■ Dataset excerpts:
_____
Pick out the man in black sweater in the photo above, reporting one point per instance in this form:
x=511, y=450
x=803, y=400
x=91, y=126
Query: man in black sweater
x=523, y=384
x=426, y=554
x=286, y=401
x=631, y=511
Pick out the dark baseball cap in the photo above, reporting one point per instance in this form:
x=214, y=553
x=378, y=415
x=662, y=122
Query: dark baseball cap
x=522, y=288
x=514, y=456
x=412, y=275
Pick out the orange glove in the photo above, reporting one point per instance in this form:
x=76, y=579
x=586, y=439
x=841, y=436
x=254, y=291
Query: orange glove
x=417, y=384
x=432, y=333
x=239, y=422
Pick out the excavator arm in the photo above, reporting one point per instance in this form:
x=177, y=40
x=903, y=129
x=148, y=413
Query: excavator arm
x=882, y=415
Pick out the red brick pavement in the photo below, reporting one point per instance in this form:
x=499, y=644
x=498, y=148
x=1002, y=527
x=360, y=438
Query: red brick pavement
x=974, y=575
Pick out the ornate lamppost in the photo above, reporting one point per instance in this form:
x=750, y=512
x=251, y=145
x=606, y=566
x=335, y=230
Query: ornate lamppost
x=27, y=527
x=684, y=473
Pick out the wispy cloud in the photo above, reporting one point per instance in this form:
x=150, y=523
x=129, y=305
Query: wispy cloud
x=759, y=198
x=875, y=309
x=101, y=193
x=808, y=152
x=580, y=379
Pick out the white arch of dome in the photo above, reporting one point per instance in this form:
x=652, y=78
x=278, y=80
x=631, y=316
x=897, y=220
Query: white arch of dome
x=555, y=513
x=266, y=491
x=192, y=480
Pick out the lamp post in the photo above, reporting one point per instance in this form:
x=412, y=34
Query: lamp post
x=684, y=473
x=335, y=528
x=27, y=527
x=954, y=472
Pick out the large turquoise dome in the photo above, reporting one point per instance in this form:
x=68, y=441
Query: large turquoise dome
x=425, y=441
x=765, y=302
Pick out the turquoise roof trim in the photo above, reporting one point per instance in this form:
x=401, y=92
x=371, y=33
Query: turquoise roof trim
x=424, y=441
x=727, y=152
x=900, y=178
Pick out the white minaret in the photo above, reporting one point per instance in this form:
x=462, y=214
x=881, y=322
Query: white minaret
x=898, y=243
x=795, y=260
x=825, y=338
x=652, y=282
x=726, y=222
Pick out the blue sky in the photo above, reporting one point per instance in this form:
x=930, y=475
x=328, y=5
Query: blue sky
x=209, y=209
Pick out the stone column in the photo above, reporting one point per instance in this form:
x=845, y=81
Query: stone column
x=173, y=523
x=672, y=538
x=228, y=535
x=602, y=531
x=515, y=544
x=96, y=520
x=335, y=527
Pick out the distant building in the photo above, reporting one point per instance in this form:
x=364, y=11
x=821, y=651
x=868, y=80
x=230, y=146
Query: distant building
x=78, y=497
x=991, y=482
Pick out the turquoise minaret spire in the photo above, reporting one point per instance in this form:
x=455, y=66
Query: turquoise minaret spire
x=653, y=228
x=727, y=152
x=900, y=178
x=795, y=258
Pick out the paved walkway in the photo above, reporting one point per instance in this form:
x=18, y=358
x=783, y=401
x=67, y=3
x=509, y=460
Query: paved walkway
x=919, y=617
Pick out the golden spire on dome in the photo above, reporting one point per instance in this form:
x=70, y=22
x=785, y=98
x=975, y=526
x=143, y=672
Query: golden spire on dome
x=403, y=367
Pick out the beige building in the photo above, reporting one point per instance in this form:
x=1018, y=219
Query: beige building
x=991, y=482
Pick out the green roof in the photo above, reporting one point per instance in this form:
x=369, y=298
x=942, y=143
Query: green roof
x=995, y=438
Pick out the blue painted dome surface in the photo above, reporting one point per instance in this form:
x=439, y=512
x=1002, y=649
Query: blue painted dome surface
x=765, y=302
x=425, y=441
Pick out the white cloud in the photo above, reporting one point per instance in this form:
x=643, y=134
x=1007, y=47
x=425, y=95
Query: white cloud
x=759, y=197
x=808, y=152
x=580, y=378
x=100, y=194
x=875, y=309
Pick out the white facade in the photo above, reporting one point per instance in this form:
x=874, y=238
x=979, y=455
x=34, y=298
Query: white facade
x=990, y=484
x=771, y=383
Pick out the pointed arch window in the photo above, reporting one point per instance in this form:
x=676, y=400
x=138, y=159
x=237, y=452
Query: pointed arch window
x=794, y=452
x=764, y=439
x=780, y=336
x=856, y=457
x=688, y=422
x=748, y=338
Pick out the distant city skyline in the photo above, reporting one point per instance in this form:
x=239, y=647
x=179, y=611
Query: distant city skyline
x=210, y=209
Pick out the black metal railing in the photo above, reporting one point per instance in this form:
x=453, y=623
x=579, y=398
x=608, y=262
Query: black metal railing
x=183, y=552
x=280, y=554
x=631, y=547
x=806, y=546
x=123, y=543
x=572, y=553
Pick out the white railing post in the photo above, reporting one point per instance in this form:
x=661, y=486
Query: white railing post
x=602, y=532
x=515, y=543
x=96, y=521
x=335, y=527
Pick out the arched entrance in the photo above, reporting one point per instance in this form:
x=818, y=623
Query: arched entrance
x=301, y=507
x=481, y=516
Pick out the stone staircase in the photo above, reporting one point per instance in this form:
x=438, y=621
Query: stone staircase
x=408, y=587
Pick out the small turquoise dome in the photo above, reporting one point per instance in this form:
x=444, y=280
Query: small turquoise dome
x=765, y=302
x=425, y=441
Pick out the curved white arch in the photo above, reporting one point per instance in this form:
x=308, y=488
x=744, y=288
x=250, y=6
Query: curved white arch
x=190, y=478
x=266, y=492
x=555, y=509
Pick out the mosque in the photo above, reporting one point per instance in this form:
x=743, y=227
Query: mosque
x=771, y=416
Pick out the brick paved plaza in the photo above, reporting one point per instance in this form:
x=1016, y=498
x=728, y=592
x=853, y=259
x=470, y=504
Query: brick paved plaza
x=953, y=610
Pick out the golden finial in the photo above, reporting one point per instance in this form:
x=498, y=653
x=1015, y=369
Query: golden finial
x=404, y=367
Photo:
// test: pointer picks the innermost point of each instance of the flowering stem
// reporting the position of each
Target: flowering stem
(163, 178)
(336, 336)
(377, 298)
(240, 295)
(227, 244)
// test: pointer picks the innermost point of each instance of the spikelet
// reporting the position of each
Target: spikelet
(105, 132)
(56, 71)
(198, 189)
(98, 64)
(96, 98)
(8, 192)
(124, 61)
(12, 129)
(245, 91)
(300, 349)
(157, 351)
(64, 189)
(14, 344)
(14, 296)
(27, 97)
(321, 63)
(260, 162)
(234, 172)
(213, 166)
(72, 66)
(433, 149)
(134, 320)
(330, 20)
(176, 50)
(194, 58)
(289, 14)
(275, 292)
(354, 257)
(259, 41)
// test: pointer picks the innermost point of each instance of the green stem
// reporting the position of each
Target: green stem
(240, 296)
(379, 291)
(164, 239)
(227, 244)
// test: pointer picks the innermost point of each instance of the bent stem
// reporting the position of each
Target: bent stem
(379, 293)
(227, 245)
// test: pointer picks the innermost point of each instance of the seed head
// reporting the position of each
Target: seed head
_____
■ What you need to do:
All of the records are to be reproduced exactly as they were given.

■ Completed task:
Pick out the man in black sweater in the photo above, reporting one point per instance in this form:
x=511, y=450
x=803, y=400
x=91, y=126
Query: man in black sweater
x=523, y=384
x=426, y=554
x=286, y=401
x=631, y=511
Pick out the dark baseball cap in the photo above, reporting one point per instance in this form:
x=214, y=553
x=378, y=415
x=662, y=122
Query: dark baseball cap
x=522, y=288
x=514, y=456
x=412, y=275
Pick out the orange glove in the photo above, reporting one point per instance in this form:
x=76, y=579
x=586, y=439
x=841, y=436
x=254, y=291
Query: orange glove
x=417, y=384
x=432, y=333
x=239, y=422
Pick out the excavator arm in the photo above, reporting one point per instance in this form:
x=177, y=40
x=903, y=129
x=148, y=413
Query: excavator arm
x=882, y=415
Pick out the red brick pavement in the photo below, reporting one point per instance in this form:
x=499, y=644
x=498, y=148
x=1002, y=527
x=360, y=438
Query: red brick pavement
x=974, y=575
Pick out the ornate lamppost in the photo above, reporting one point per instance in this form:
x=750, y=512
x=251, y=145
x=606, y=566
x=335, y=230
Query: ornate lamppost
x=27, y=527
x=684, y=473
Pick out the wispy cloud in the photo above, reporting one point per instance in this form:
x=150, y=523
x=129, y=305
Query: wispy cloud
x=759, y=198
x=875, y=309
x=101, y=193
x=808, y=152
x=580, y=379
Pick out the white arch of dome in the photo above, reporting one point per instance in this form:
x=652, y=78
x=278, y=80
x=631, y=316
x=897, y=220
Query: white arch of dome
x=555, y=513
x=266, y=491
x=192, y=480
Pick out the lamp post in the photo above, reporting one point per instance in this form:
x=412, y=34
Query: lamp post
x=684, y=473
x=335, y=528
x=27, y=527
x=954, y=472
Pick out the large turquoise dome in the photo above, reporting one point per instance in this form:
x=68, y=441
Query: large turquoise dome
x=425, y=441
x=765, y=302
Pick out the turquoise roof trim in the photo above, reporting one point per instance in this form:
x=401, y=92
x=371, y=33
Query: turquoise roof trim
x=424, y=441
x=727, y=152
x=900, y=178
Pick out the white minaret in the photo above, reporting one point per instance in this form:
x=462, y=214
x=881, y=322
Query: white minaret
x=898, y=243
x=795, y=260
x=825, y=338
x=652, y=282
x=726, y=222
Pick out the blue sky in the photo above, reporting one point per instance in this form:
x=930, y=475
x=328, y=5
Query: blue sky
x=209, y=209
Pick out the stone column in the photo above, reporting one point per instance in this form:
x=845, y=81
Query: stone column
x=173, y=523
x=672, y=538
x=228, y=535
x=602, y=531
x=515, y=544
x=96, y=520
x=335, y=527
Pick out the distant building in the photo above, reporting one point per instance in this form:
x=364, y=11
x=821, y=651
x=868, y=80
x=230, y=146
Query: distant building
x=78, y=497
x=991, y=482
Pick out the turquoise minaret spire in the photo above, reporting one point per instance in this form:
x=455, y=66
Query: turquoise minaret spire
x=653, y=228
x=727, y=152
x=900, y=178
x=795, y=258
Pick out the paved walkway in the photo above, reporting one point per instance in this form:
x=18, y=358
x=783, y=401
x=67, y=3
x=509, y=460
Query: paved walkway
x=919, y=617
Pick out the golden spire on dome in the photo above, reporting one point per instance in this form:
x=70, y=22
x=785, y=98
x=975, y=526
x=143, y=672
Query: golden spire on dome
x=403, y=367
Pick out the beige building in the photo above, reporting one point per instance in this form:
x=1018, y=219
Query: beige building
x=991, y=482
Pick out the green roof in the photo above, reporting one point per instance in this form:
x=369, y=298
x=942, y=143
Query: green roof
x=995, y=438
Pick out the blue painted dome surface in the photo above, reporting one point per instance in this form:
x=439, y=512
x=1002, y=649
Query: blue painted dome surface
x=765, y=302
x=425, y=441
Pick out the white cloud in the photo above, reporting one point per instance in this form:
x=643, y=134
x=1007, y=47
x=425, y=95
Query: white cloud
x=759, y=197
x=808, y=152
x=580, y=378
x=100, y=194
x=875, y=309
Pick out the white facade in the photo above, reporting one point per instance in this form:
x=874, y=238
x=979, y=455
x=34, y=298
Query: white facade
x=990, y=484
x=771, y=383
Pick out the pointed arch window in the photo above, reporting one point per instance in this form:
x=676, y=400
x=138, y=159
x=237, y=452
Query: pointed arch window
x=794, y=452
x=764, y=439
x=780, y=336
x=856, y=457
x=688, y=422
x=748, y=338
Pick out the distant city skyline in the photo above, reporting one point per instance in this form:
x=239, y=647
x=179, y=611
Query: distant city skyline
x=210, y=209
Pick out the black metal railing in the photo above, reporting one point per instance in this form:
x=453, y=623
x=579, y=398
x=608, y=262
Query: black metal railing
x=183, y=552
x=280, y=554
x=631, y=547
x=806, y=546
x=123, y=543
x=572, y=553
Pick out the white railing post in the photo above, reporting one point per instance in this form:
x=661, y=486
Query: white railing post
x=602, y=532
x=515, y=543
x=96, y=521
x=335, y=527
Pick out the arched entrance in the photo above, reporting one point per instance in this form:
x=818, y=623
Query: arched entrance
x=301, y=507
x=481, y=516
Pick out the stone staircase in the photo above, reporting one point per instance in this form:
x=438, y=621
Query: stone staircase
x=408, y=587
Pick out the small turquoise dome in the photo above, reporting one point per instance in this form:
x=444, y=280
Query: small turquoise dome
x=765, y=302
x=425, y=441
Pick out the curved white arch in the photo above, reporting one point per instance in this form:
x=308, y=488
x=744, y=288
x=250, y=6
Query: curved white arch
x=190, y=478
x=266, y=492
x=555, y=509
Pick out the mosque in the photo above, reporting one point per instance in this form:
x=743, y=227
Query: mosque
x=771, y=416
Pick out the brick paved plaza in the photo above, reporting one point per instance in this form:
x=1016, y=498
x=728, y=592
x=853, y=259
x=470, y=504
Query: brick paved plaza
x=953, y=610
Pick out the golden finial in the photo above, reporting one point per instance in this form:
x=498, y=653
x=1015, y=369
Query: golden finial
x=404, y=367
Photo:
// test: pointer picks the innermost point of each instance of the flowering stem
// reporting the position of each
Target: flowering stem
(163, 178)
(336, 336)
(377, 298)
(240, 295)
(227, 244)
// test: pointer picks the innermost point of each instance of the spikelet
// reporting the position of each
Target: spikelet
(105, 132)
(56, 71)
(198, 189)
(98, 64)
(96, 98)
(8, 192)
(124, 61)
(12, 129)
(245, 91)
(300, 349)
(157, 351)
(64, 189)
(14, 344)
(14, 296)
(27, 97)
(321, 63)
(260, 162)
(234, 172)
(213, 166)
(72, 66)
(433, 149)
(134, 320)
(330, 20)
(176, 50)
(194, 58)
(289, 14)
(275, 292)
(354, 257)
(259, 41)
// test: pointer picks the innermost point of each instance of the green stem
// reporting the position of each
Target: green stem
(240, 296)
(379, 291)
(164, 239)
(227, 244)
// test: pointer picks the innermost point of each instance of the bent stem
// reporting the position of each
Target: bent stem
(379, 293)
(227, 245)
// test: pointer picks the innermost point of each instance of the seed head
// reporting the position of each
Target: seed head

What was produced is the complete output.